[WHAT IS EXPECTED]
In the records, find every line with the word "stripe" and copy it out.

[RECORDS FOR THE TASK]
********************

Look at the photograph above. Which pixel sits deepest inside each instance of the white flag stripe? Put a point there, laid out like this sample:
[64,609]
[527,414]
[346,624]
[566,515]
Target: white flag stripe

********************

[RESPONSE FOR THIS EXERCISE]
Look at the photograph above. Which pixel sits deepest inside each instance of the white flag stripe? Put a point there, laid out like this sample:
Target: white flag stripe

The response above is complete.